Count every line in the data below where "marble" occurs, then state that number and nothing more.

**Provided records:**
--- START ---
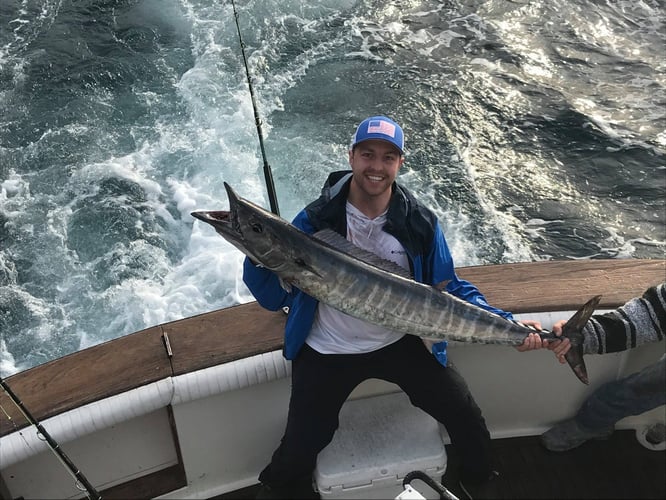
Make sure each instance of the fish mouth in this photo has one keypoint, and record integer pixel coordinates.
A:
(213, 215)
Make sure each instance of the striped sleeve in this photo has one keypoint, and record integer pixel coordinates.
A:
(639, 321)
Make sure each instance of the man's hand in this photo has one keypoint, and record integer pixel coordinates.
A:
(559, 347)
(533, 340)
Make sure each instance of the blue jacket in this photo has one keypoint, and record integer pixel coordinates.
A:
(411, 223)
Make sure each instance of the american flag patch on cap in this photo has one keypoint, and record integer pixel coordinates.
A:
(381, 127)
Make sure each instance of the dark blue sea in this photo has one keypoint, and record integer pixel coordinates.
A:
(536, 130)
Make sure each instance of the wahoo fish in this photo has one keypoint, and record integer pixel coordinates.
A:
(356, 282)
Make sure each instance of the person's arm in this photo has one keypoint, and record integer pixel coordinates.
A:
(638, 321)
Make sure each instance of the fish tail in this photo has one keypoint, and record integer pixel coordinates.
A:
(573, 330)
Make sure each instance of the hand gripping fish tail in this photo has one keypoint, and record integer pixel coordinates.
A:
(331, 269)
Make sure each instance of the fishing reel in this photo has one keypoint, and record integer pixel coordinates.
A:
(409, 493)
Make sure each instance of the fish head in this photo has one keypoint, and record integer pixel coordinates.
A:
(255, 231)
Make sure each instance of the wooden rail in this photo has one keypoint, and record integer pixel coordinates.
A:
(245, 330)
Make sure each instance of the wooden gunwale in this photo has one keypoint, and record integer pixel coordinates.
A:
(245, 330)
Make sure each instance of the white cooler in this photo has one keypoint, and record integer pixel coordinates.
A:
(379, 441)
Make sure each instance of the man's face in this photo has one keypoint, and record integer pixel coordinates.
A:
(375, 165)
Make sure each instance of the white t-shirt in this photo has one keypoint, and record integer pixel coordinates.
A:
(334, 332)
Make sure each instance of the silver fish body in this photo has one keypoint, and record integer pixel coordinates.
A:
(353, 281)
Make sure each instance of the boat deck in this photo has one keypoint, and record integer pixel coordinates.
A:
(618, 467)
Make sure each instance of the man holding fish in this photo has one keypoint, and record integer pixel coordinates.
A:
(332, 352)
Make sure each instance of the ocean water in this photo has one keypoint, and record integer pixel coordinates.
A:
(536, 130)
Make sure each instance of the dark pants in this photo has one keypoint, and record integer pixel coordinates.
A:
(322, 382)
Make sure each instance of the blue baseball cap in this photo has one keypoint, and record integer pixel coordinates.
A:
(382, 128)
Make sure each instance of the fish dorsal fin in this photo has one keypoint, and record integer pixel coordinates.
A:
(338, 242)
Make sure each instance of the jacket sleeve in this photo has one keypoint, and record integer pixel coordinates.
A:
(443, 270)
(638, 321)
(264, 284)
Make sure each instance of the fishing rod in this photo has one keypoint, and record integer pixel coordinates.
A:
(268, 175)
(78, 475)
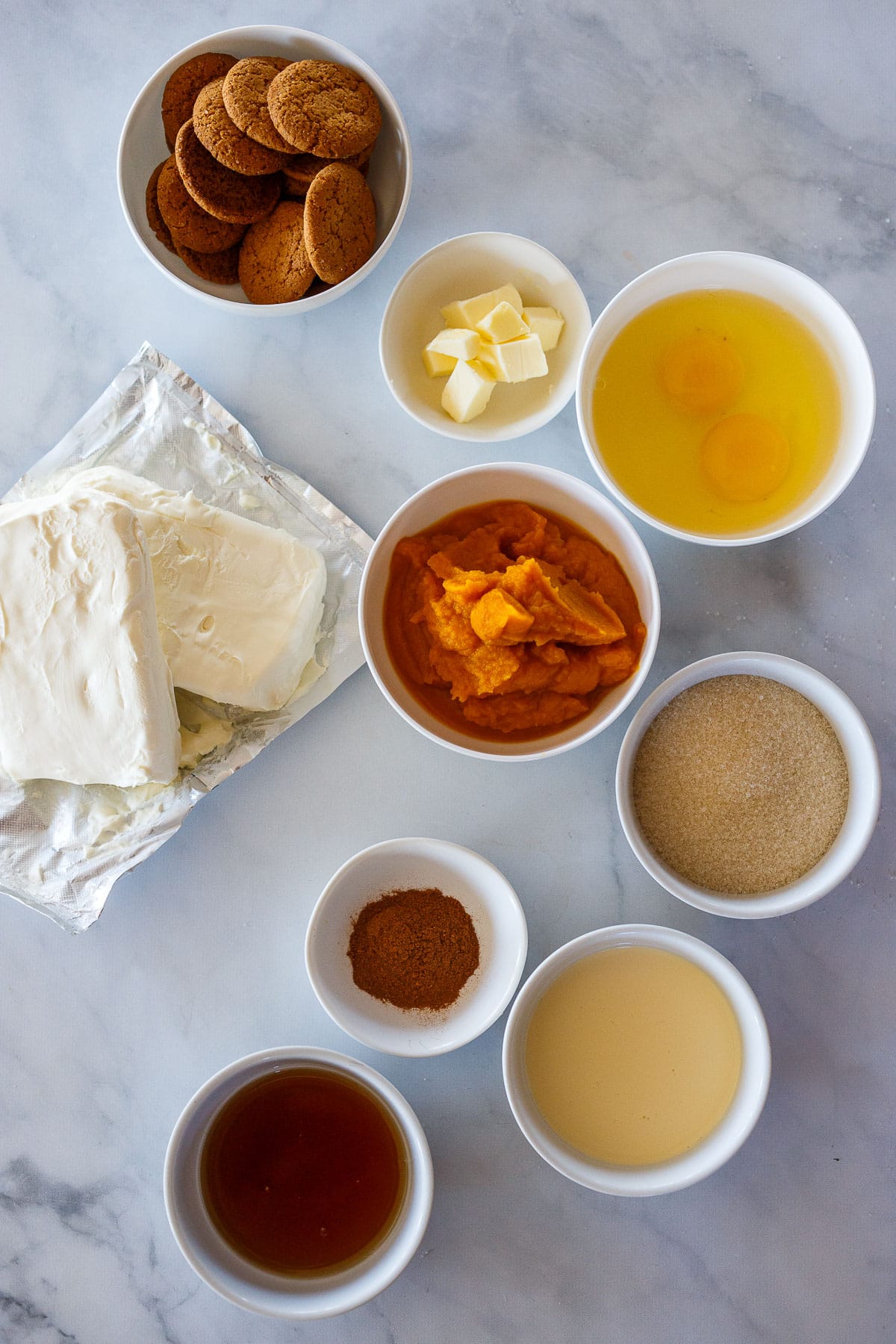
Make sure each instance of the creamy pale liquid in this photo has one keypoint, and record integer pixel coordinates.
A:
(633, 1055)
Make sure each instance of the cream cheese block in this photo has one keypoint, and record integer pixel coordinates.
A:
(85, 690)
(240, 604)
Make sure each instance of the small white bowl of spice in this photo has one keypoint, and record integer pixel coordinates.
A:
(415, 947)
(748, 785)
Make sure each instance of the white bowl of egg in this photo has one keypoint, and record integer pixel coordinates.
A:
(635, 1060)
(748, 785)
(726, 398)
(482, 335)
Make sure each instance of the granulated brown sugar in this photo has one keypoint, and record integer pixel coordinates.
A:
(741, 785)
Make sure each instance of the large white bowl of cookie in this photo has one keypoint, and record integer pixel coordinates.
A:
(265, 168)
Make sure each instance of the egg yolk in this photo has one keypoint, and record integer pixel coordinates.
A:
(702, 373)
(746, 457)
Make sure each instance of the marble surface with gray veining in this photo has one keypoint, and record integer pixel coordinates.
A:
(617, 134)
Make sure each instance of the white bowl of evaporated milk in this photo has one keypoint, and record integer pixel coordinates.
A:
(635, 1060)
(748, 785)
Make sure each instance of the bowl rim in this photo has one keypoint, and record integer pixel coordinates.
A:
(332, 1006)
(721, 1144)
(366, 1283)
(862, 757)
(517, 428)
(773, 267)
(550, 475)
(385, 94)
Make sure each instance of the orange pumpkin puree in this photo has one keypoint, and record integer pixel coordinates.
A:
(507, 621)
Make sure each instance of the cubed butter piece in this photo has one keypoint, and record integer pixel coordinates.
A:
(467, 390)
(467, 312)
(514, 361)
(438, 364)
(457, 342)
(547, 324)
(501, 324)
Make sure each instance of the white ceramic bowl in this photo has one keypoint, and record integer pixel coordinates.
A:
(788, 288)
(458, 269)
(864, 785)
(277, 1295)
(541, 487)
(143, 147)
(734, 1128)
(402, 865)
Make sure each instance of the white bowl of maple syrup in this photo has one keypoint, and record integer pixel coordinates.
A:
(262, 1179)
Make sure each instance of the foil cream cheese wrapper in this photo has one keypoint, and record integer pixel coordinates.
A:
(62, 847)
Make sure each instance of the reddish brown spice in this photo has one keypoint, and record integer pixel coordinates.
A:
(414, 949)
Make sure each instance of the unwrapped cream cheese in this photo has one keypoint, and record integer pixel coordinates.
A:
(238, 604)
(85, 691)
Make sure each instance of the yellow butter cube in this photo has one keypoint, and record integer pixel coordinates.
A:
(467, 390)
(514, 361)
(467, 312)
(547, 324)
(457, 342)
(438, 364)
(503, 323)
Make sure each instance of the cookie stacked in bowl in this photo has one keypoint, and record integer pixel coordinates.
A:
(265, 186)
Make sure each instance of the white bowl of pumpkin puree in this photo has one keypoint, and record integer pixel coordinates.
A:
(509, 612)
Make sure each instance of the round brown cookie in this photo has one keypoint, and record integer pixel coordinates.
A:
(300, 174)
(153, 213)
(220, 268)
(180, 92)
(273, 261)
(223, 194)
(246, 100)
(324, 109)
(227, 143)
(190, 225)
(340, 222)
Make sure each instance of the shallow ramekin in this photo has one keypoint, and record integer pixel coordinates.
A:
(724, 1140)
(864, 785)
(460, 268)
(790, 289)
(279, 1295)
(143, 147)
(417, 865)
(541, 487)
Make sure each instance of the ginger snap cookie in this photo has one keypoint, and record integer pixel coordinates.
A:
(340, 222)
(323, 108)
(300, 174)
(223, 194)
(180, 92)
(273, 261)
(153, 213)
(188, 223)
(220, 268)
(225, 141)
(245, 94)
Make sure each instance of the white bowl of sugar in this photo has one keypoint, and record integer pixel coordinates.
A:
(739, 821)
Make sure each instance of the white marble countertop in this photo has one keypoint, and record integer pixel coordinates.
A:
(618, 134)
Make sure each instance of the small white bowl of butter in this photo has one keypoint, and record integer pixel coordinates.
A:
(635, 1060)
(458, 270)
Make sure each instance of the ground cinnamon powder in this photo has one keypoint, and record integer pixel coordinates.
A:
(414, 949)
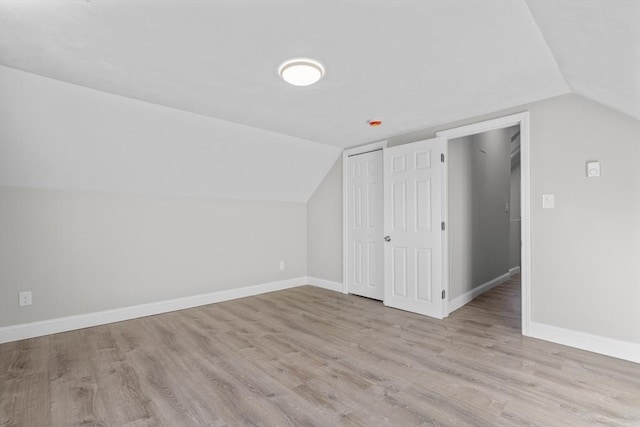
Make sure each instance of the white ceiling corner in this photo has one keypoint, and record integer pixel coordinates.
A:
(412, 64)
(597, 46)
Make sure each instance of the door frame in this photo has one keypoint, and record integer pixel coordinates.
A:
(521, 119)
(361, 149)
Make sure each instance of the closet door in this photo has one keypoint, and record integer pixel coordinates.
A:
(365, 227)
(413, 178)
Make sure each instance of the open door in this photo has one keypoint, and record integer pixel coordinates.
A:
(413, 249)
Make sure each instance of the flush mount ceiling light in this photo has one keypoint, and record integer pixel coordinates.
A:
(301, 72)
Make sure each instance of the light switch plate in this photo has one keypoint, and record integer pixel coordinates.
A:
(548, 201)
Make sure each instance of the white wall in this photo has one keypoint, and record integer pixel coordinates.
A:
(586, 252)
(108, 202)
(479, 178)
(324, 227)
(82, 252)
(62, 136)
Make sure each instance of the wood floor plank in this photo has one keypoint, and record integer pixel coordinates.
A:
(308, 356)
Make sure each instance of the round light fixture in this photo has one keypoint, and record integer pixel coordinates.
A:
(301, 72)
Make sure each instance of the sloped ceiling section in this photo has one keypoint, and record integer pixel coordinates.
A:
(412, 64)
(58, 135)
(597, 47)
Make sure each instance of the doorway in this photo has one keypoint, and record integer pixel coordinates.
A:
(520, 122)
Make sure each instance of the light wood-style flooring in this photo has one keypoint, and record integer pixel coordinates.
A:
(308, 356)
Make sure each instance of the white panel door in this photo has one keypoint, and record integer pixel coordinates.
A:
(365, 256)
(414, 238)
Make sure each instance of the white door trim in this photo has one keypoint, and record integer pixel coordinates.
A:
(521, 119)
(381, 145)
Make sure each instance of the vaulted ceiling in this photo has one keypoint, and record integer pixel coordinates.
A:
(412, 64)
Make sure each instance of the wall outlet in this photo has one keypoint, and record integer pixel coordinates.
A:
(25, 298)
(548, 201)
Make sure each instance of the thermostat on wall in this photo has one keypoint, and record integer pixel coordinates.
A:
(593, 169)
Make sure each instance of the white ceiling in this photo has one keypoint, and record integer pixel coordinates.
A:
(412, 64)
(149, 64)
(597, 46)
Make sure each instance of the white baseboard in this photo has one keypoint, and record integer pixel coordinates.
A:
(326, 284)
(70, 323)
(595, 343)
(463, 299)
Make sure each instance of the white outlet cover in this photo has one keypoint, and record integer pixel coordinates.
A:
(593, 169)
(25, 298)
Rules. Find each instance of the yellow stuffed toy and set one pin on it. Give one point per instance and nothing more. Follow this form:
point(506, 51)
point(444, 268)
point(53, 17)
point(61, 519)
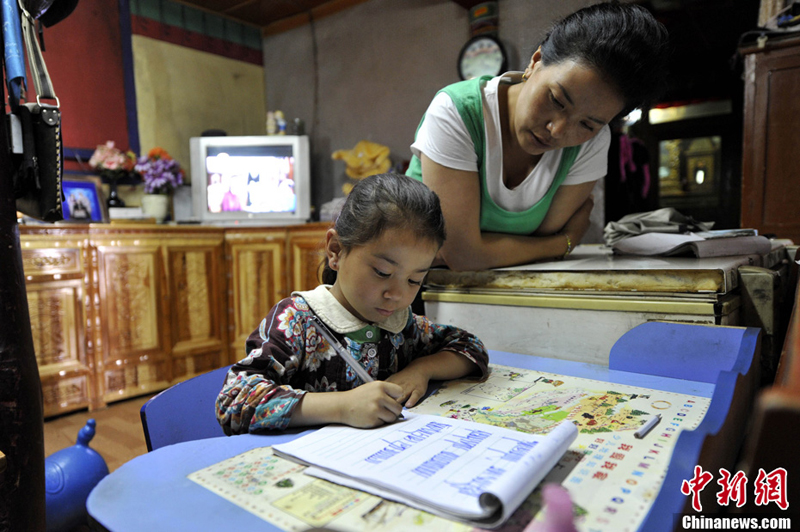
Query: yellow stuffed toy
point(365, 159)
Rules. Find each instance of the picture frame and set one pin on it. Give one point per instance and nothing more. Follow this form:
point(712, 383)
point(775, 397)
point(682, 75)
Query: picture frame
point(83, 199)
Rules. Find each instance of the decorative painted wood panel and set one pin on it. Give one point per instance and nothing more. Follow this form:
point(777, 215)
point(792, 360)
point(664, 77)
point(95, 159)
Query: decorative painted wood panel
point(256, 266)
point(120, 311)
point(196, 309)
point(305, 245)
point(56, 302)
point(770, 187)
point(135, 355)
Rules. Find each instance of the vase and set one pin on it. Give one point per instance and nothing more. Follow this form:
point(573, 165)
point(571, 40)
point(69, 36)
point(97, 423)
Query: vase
point(156, 206)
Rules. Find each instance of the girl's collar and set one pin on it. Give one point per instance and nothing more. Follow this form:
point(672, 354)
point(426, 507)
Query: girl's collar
point(340, 319)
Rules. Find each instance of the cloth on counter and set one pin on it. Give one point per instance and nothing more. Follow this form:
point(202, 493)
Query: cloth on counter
point(666, 220)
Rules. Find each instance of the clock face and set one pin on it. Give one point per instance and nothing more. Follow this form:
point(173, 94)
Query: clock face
point(482, 55)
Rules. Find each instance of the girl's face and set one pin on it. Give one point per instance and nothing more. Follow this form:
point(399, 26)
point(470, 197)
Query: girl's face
point(561, 105)
point(381, 277)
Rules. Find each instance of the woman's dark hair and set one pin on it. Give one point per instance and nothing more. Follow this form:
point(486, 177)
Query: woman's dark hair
point(385, 201)
point(623, 42)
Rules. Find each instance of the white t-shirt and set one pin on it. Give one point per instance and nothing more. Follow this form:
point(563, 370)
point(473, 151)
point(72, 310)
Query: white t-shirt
point(444, 139)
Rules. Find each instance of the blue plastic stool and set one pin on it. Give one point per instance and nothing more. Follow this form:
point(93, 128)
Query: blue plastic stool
point(70, 474)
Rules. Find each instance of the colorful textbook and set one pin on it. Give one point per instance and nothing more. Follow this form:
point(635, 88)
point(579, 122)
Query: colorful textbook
point(463, 470)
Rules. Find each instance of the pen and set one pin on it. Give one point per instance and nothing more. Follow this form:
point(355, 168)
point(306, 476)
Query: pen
point(326, 333)
point(647, 427)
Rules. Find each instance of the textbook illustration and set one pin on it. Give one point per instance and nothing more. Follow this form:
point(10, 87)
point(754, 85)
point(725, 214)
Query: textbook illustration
point(612, 476)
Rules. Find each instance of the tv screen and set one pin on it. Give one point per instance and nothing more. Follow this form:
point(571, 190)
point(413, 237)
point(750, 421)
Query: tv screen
point(251, 179)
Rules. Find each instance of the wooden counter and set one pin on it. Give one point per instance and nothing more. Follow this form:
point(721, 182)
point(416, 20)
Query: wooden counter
point(123, 310)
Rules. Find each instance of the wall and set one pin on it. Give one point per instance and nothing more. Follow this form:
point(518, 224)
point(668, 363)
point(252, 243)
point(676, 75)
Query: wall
point(181, 92)
point(370, 71)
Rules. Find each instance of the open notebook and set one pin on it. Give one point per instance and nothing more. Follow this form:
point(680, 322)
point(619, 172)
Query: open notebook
point(457, 469)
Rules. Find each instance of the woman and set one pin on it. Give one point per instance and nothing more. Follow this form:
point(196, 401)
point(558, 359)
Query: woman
point(514, 158)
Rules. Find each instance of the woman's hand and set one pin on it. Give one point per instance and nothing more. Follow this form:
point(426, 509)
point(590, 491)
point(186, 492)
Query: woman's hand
point(578, 224)
point(414, 382)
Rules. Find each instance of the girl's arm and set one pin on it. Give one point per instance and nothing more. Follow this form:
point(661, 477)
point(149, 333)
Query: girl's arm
point(257, 395)
point(467, 248)
point(436, 352)
point(369, 405)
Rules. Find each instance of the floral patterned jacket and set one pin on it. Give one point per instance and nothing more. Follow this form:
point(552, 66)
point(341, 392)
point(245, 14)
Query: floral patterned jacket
point(287, 358)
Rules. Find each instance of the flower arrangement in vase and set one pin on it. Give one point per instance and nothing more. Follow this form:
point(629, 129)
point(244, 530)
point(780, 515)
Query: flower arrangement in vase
point(113, 164)
point(161, 175)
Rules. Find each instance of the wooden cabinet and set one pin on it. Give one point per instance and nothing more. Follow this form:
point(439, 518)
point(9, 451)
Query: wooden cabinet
point(120, 311)
point(266, 265)
point(305, 246)
point(60, 302)
point(256, 280)
point(770, 186)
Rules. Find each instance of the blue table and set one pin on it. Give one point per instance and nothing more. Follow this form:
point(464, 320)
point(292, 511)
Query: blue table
point(151, 492)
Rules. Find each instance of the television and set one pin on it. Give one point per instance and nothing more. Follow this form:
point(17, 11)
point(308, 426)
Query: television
point(252, 180)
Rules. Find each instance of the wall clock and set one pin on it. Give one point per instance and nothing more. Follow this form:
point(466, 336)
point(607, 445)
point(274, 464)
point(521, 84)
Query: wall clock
point(482, 55)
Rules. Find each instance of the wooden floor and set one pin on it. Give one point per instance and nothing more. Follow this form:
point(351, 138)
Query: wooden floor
point(118, 437)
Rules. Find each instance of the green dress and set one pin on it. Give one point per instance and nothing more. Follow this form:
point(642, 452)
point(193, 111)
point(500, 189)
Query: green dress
point(469, 102)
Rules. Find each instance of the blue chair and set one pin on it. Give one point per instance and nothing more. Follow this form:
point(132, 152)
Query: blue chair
point(184, 412)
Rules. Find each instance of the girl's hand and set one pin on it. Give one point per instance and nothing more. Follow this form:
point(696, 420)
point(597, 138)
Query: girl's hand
point(372, 404)
point(414, 382)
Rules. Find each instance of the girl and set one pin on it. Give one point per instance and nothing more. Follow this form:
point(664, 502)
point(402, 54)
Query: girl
point(377, 254)
point(514, 158)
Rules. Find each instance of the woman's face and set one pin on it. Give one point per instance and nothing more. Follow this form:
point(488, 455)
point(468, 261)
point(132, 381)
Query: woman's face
point(562, 105)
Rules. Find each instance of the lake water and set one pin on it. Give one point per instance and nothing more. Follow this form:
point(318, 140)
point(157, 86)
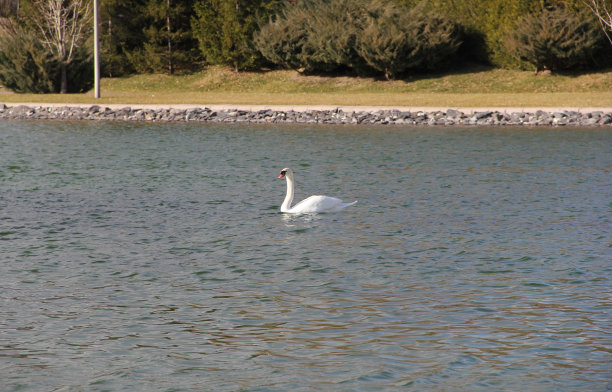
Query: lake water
point(152, 257)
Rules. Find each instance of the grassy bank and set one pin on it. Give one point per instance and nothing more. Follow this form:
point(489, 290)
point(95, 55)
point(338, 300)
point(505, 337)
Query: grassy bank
point(475, 88)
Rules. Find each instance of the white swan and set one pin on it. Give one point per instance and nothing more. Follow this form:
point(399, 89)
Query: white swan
point(314, 203)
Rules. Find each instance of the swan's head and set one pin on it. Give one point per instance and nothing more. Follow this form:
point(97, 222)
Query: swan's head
point(285, 172)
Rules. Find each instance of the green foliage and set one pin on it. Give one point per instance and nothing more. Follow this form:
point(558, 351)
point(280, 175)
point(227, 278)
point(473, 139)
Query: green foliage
point(224, 30)
point(362, 35)
point(395, 40)
point(314, 36)
point(147, 36)
point(554, 39)
point(26, 66)
point(168, 43)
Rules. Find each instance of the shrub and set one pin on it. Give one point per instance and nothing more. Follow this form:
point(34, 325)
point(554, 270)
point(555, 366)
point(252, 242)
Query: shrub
point(314, 36)
point(554, 40)
point(224, 30)
point(361, 35)
point(395, 40)
point(26, 66)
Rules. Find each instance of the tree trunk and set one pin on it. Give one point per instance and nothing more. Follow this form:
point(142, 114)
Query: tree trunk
point(170, 62)
point(64, 82)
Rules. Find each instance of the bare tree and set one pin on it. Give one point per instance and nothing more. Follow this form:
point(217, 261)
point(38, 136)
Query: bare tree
point(603, 12)
point(64, 25)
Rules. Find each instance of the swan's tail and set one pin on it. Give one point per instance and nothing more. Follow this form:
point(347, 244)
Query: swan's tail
point(349, 204)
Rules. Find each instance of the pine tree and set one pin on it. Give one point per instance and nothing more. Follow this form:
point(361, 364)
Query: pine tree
point(168, 42)
point(554, 39)
point(224, 29)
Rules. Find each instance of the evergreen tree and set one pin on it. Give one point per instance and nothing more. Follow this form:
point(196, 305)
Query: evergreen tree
point(168, 42)
point(554, 39)
point(121, 33)
point(224, 29)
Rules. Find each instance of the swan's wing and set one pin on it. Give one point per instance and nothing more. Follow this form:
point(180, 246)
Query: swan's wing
point(318, 203)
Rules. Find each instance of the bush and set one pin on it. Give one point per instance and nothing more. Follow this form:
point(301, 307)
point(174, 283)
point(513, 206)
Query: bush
point(224, 30)
point(360, 35)
point(314, 36)
point(555, 40)
point(395, 40)
point(26, 66)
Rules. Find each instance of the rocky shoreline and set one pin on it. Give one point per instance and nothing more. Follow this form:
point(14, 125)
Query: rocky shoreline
point(332, 116)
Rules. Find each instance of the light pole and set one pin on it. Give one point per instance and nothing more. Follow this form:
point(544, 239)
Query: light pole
point(96, 53)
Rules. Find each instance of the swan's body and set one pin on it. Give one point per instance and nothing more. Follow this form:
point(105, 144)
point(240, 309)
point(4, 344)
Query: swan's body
point(312, 204)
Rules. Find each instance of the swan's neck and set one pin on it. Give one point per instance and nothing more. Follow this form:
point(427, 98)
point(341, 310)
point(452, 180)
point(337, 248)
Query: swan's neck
point(286, 206)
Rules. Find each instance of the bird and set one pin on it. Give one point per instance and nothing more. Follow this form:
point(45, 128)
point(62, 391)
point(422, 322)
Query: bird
point(313, 204)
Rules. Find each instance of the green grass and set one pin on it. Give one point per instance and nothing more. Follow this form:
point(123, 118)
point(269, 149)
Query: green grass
point(476, 87)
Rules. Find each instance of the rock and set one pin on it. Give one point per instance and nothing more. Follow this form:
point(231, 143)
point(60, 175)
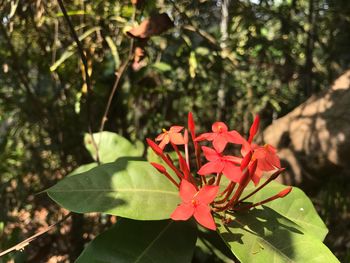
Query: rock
point(314, 139)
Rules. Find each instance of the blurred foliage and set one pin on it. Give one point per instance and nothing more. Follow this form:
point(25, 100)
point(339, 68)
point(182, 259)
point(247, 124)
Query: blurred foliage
point(261, 56)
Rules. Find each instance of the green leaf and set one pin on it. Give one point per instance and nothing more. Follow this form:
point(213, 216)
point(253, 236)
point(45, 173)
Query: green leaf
--- END ---
**Your solution:** 2